* Start RECORDS FOR THE EXERCISE *

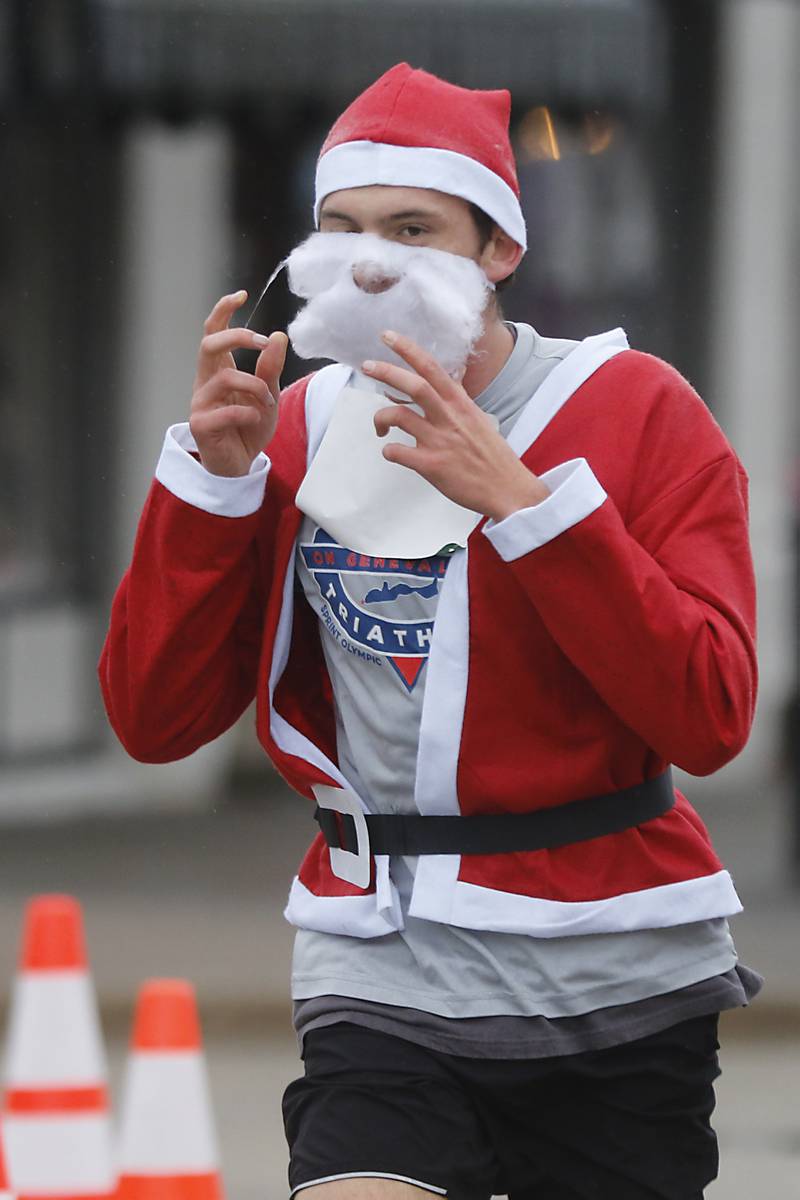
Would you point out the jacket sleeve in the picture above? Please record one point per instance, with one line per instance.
(659, 613)
(180, 658)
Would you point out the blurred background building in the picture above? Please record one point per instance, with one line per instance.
(158, 153)
(155, 154)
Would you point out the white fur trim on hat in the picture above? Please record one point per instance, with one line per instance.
(364, 163)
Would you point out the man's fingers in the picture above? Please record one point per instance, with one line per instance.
(400, 417)
(403, 455)
(230, 340)
(217, 390)
(221, 420)
(271, 361)
(413, 385)
(223, 311)
(423, 364)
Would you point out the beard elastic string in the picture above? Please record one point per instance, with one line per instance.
(265, 289)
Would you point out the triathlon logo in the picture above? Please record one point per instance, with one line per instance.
(400, 585)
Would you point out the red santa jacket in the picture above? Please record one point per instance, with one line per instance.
(578, 648)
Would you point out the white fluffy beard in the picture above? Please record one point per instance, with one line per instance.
(431, 295)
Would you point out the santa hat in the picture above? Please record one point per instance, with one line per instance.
(410, 129)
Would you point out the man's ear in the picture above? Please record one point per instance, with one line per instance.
(500, 256)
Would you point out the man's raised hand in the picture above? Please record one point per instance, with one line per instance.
(234, 413)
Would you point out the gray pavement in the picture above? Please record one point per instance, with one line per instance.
(200, 895)
(757, 1116)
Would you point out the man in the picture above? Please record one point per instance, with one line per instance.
(511, 943)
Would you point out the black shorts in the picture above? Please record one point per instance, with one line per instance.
(631, 1122)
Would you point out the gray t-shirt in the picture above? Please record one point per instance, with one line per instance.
(419, 979)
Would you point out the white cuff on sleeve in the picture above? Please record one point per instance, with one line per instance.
(575, 493)
(187, 479)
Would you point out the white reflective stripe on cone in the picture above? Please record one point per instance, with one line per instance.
(54, 1036)
(59, 1155)
(167, 1126)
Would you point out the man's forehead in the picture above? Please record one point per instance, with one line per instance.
(390, 202)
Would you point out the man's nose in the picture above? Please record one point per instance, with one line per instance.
(373, 279)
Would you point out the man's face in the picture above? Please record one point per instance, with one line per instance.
(403, 258)
(413, 216)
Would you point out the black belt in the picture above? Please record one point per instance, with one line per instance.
(505, 832)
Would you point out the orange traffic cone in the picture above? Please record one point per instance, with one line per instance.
(56, 1123)
(5, 1187)
(167, 1145)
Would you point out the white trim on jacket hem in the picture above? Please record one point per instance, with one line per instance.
(439, 895)
(575, 493)
(370, 1175)
(352, 916)
(187, 479)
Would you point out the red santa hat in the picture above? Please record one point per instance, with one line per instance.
(410, 129)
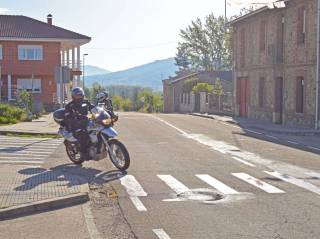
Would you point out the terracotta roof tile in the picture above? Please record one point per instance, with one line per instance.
(26, 27)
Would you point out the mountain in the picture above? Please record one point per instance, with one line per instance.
(93, 70)
(148, 75)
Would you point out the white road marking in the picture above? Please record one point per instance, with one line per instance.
(272, 137)
(244, 162)
(216, 184)
(138, 204)
(226, 148)
(252, 131)
(310, 147)
(161, 234)
(20, 162)
(135, 190)
(174, 184)
(258, 183)
(292, 142)
(298, 182)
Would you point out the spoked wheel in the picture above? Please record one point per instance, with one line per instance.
(119, 155)
(73, 153)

* End RECORDS FOR THE EXERCISE *

**WORK TO COMPLETE:** Copy out the lines of the material word for word, from the one containing "Would you point out the white reflective" through the one containing "(167, 1126)", including both.

**RESPONSE TO THIS EXERCISE:**
Would you point out the white reflective stripe on cone in the picture above? Please record one point per instance, with one line per instance.
(54, 1036)
(59, 1155)
(167, 1126)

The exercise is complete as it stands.